LISTING
************

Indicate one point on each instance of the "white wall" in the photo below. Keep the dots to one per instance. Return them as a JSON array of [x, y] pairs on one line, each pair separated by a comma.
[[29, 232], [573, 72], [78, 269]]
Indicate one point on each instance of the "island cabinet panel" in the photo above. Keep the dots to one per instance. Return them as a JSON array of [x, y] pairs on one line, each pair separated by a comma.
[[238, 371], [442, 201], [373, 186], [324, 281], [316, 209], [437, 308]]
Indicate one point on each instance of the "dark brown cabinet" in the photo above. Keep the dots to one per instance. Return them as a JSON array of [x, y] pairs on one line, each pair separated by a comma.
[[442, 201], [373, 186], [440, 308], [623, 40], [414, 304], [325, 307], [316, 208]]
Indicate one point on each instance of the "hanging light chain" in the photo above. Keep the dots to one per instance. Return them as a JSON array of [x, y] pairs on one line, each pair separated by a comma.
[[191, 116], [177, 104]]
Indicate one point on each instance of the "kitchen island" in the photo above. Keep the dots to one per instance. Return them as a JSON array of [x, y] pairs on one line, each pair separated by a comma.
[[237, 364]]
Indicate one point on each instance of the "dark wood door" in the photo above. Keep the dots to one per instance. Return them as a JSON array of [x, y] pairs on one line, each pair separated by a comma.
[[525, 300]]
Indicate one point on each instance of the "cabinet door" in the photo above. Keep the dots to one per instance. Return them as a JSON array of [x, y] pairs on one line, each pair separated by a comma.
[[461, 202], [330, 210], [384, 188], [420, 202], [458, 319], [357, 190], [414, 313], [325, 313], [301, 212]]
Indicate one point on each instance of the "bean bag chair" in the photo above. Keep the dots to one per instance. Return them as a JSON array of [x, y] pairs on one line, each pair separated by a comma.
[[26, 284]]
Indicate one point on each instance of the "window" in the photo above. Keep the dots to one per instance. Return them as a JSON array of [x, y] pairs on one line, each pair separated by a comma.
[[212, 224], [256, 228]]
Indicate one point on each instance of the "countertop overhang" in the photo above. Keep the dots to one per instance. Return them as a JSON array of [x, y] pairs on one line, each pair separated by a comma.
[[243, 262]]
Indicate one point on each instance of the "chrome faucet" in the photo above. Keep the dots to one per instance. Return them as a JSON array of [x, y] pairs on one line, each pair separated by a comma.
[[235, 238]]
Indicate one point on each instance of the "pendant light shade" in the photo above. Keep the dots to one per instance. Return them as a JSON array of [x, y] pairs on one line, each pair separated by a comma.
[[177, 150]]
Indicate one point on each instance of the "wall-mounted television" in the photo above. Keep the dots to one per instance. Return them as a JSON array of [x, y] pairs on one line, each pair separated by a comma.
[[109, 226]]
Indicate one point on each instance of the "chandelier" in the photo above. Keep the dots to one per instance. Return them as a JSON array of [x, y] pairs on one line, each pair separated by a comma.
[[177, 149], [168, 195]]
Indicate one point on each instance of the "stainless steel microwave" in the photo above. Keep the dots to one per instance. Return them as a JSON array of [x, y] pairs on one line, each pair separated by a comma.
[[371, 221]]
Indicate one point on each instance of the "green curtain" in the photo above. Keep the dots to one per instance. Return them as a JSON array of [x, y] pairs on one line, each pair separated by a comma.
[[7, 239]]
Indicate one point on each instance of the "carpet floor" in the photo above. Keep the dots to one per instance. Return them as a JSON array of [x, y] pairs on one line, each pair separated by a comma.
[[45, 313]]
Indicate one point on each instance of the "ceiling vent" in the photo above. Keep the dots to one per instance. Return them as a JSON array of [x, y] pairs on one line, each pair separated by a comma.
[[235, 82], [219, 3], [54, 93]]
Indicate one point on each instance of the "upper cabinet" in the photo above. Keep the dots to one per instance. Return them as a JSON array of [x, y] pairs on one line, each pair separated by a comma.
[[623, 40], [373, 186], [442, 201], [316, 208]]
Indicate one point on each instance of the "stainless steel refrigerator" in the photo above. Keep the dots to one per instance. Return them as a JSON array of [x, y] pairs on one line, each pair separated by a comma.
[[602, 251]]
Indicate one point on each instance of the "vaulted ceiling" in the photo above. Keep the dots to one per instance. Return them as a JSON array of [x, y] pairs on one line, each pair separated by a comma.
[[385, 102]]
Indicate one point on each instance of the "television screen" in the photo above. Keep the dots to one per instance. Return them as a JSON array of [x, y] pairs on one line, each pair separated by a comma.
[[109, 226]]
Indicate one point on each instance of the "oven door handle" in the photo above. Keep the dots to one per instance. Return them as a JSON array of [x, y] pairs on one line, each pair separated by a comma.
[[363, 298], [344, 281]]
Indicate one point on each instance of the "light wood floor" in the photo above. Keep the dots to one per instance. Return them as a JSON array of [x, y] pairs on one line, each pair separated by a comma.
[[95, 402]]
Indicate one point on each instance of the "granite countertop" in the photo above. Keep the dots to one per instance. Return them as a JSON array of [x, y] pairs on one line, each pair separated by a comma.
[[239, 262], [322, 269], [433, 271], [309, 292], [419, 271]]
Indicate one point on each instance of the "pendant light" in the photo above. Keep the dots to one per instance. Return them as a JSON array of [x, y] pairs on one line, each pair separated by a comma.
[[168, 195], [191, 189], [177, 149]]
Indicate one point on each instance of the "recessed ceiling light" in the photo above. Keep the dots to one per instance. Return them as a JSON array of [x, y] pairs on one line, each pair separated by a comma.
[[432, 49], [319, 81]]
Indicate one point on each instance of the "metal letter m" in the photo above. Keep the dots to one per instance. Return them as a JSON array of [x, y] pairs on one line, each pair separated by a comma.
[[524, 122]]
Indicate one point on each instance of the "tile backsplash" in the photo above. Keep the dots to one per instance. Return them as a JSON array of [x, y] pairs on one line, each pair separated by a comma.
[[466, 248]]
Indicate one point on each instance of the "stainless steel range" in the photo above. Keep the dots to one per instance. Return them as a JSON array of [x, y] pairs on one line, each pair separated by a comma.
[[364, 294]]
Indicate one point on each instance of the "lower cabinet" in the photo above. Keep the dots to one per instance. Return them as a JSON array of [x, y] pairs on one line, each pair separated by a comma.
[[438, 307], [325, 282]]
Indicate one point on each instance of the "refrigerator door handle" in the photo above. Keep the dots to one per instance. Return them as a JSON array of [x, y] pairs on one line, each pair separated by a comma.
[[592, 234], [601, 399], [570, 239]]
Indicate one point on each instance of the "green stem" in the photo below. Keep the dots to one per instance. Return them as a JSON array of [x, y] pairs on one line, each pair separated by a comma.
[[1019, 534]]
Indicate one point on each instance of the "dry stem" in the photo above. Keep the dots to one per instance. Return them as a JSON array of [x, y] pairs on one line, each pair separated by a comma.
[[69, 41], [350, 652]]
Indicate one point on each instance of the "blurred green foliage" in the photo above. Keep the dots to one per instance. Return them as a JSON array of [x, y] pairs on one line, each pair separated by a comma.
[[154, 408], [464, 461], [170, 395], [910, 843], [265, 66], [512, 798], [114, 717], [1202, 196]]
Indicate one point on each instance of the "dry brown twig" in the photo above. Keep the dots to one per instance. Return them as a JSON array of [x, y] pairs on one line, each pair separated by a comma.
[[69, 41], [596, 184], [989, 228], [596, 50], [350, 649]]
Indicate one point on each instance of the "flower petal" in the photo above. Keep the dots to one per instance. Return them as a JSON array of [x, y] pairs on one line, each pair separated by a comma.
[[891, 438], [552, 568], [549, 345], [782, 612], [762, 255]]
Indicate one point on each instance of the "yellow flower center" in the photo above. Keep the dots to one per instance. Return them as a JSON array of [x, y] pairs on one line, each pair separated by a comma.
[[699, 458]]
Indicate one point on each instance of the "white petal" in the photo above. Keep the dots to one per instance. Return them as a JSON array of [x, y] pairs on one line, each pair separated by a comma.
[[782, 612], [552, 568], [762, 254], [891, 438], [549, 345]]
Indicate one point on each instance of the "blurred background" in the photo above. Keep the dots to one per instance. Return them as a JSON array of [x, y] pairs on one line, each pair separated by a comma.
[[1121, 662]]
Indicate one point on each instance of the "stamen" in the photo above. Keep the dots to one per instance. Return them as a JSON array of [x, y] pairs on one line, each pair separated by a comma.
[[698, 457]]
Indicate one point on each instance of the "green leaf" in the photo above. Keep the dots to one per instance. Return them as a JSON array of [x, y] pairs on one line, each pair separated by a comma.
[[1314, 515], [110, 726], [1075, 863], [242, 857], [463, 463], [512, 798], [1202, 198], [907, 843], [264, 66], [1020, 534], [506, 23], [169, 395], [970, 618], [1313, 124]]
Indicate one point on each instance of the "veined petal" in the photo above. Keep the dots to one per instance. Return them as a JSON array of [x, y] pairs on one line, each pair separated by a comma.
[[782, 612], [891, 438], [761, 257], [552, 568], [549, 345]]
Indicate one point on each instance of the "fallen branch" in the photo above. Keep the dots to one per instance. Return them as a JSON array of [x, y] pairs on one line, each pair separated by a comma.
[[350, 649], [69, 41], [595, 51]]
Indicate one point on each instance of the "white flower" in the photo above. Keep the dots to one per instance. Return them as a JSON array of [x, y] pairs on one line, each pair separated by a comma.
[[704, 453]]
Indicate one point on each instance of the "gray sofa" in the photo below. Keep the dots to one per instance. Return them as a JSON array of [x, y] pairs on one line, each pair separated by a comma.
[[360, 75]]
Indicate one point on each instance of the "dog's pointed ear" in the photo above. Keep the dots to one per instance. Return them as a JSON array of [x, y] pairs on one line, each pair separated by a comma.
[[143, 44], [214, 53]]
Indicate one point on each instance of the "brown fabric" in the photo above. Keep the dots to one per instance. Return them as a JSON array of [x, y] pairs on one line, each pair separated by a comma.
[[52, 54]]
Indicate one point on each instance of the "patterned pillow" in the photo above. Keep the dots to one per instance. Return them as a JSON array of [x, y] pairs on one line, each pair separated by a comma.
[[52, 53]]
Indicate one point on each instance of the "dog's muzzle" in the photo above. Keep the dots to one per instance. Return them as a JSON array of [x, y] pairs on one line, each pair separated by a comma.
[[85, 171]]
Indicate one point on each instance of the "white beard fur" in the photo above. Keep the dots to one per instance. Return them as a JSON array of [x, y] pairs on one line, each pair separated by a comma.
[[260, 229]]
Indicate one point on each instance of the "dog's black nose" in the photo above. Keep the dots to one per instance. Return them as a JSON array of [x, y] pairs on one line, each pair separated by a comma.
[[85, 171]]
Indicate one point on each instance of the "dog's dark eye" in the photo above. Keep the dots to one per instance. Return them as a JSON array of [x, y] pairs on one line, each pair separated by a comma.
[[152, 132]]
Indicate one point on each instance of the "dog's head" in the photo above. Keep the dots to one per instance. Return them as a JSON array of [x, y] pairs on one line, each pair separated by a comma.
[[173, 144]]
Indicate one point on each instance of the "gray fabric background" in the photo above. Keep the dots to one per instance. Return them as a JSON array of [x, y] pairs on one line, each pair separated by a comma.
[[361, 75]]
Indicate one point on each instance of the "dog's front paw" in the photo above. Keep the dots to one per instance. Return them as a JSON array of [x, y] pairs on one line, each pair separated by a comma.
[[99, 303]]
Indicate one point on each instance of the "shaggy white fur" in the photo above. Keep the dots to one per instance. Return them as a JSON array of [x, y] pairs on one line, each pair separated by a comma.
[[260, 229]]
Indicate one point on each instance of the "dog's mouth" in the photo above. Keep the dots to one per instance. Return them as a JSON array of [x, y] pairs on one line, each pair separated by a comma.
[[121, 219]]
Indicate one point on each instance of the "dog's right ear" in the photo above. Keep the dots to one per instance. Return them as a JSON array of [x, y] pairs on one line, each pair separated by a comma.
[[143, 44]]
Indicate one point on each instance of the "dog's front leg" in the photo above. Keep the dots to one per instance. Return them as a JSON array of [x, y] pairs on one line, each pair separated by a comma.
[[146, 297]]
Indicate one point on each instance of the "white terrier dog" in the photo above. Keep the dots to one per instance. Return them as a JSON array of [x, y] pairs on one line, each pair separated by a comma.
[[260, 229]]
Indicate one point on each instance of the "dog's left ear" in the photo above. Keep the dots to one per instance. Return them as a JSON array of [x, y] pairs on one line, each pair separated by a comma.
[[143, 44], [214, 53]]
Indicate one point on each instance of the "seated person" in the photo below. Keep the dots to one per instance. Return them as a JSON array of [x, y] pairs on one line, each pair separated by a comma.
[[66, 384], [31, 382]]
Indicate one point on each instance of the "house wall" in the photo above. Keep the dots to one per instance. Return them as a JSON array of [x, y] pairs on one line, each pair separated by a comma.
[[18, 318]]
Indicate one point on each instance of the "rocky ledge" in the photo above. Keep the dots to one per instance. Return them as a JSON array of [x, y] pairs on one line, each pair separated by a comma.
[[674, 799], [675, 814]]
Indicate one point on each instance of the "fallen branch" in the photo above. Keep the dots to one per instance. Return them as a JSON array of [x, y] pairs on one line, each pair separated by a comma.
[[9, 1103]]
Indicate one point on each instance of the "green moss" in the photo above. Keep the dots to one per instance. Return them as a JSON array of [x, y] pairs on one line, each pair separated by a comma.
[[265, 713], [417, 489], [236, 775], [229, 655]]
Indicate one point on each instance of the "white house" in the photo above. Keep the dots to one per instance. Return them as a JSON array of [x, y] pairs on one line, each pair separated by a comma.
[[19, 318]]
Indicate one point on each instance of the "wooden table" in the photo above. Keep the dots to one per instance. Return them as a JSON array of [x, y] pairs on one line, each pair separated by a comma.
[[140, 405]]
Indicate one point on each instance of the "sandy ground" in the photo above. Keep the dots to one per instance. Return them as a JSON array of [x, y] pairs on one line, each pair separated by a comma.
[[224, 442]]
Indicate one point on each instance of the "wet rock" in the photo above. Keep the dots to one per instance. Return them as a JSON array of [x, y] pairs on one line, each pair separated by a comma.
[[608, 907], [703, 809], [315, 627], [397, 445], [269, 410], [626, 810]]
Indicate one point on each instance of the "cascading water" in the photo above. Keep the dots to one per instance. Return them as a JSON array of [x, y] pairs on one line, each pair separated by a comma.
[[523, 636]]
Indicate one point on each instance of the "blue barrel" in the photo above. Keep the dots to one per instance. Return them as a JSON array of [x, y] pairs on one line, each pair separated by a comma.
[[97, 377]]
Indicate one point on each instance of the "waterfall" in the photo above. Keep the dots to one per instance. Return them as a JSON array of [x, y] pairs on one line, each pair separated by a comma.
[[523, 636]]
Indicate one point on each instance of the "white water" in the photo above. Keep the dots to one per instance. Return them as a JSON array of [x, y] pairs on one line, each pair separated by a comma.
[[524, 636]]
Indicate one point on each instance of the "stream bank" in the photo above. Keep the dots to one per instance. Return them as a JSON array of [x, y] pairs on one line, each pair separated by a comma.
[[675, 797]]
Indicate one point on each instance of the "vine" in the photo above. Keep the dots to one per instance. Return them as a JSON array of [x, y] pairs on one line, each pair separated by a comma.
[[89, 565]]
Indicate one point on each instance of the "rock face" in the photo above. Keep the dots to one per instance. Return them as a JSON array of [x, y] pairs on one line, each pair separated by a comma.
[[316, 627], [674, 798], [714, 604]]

************

PROBLEM REQUIREMENTS
Extract from the listing above every line that contains the string "background", matching case exactly.

TASK RESULT
Indicate one point on each instance of the "blurred background" in the photo above. Keep the dots to one per instance. Return them as a JSON array of [x, y] pairs on one line, each pair separated by a comma.
Indicate one point on each instance of the "gray fabric background" in the photo above. Keep the dots to one per instance. Return them as a JSON array of [x, y] pairs on one line, each pair separated by a comma.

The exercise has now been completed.